AIM OF THE EXERCISE: Could you lay out as a numbered list everything in the rows below from the line containing "Annotation round 2 (review). The target object is lagoon." down to the line containing "0,126,370,187", both included and with blank lines left out?

GIVEN INFORMATION:
==================================================

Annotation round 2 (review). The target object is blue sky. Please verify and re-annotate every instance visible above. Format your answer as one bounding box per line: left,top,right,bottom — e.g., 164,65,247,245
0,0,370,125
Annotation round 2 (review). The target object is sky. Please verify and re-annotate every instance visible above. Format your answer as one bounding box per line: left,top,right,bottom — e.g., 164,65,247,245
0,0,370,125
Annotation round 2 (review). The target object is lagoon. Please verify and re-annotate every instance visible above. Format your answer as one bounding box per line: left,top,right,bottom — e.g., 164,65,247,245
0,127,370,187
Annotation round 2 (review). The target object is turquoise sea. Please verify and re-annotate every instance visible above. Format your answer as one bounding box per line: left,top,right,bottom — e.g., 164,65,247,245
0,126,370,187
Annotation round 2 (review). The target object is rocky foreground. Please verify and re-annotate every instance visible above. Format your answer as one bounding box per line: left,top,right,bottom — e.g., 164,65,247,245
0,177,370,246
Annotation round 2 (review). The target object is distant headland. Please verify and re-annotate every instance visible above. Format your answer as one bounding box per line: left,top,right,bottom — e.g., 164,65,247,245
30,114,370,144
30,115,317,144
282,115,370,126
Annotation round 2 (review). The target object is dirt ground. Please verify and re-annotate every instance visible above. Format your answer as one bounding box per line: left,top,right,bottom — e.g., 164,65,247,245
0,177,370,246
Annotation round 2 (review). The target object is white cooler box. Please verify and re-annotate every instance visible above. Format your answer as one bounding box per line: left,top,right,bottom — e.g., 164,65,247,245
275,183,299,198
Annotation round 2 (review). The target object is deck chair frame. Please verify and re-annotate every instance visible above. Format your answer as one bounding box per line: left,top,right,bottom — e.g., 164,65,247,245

==================================================

WRITTEN RESPONSE:
1. Annotation round 2 (review). The target object is lagoon. Please verify and re-annotate every instance visible above. Format your answer as one bounding box per line: left,top,right,bottom — e.g., 164,65,247,245
2. 0,127,370,187
3. Annotation round 2 (review). The target object is turquoise sea. Please verify and re-annotate every instance visible above. Format your answer as one bounding box per line: left,top,right,bottom — e.g., 164,65,247,245
4. 0,126,370,187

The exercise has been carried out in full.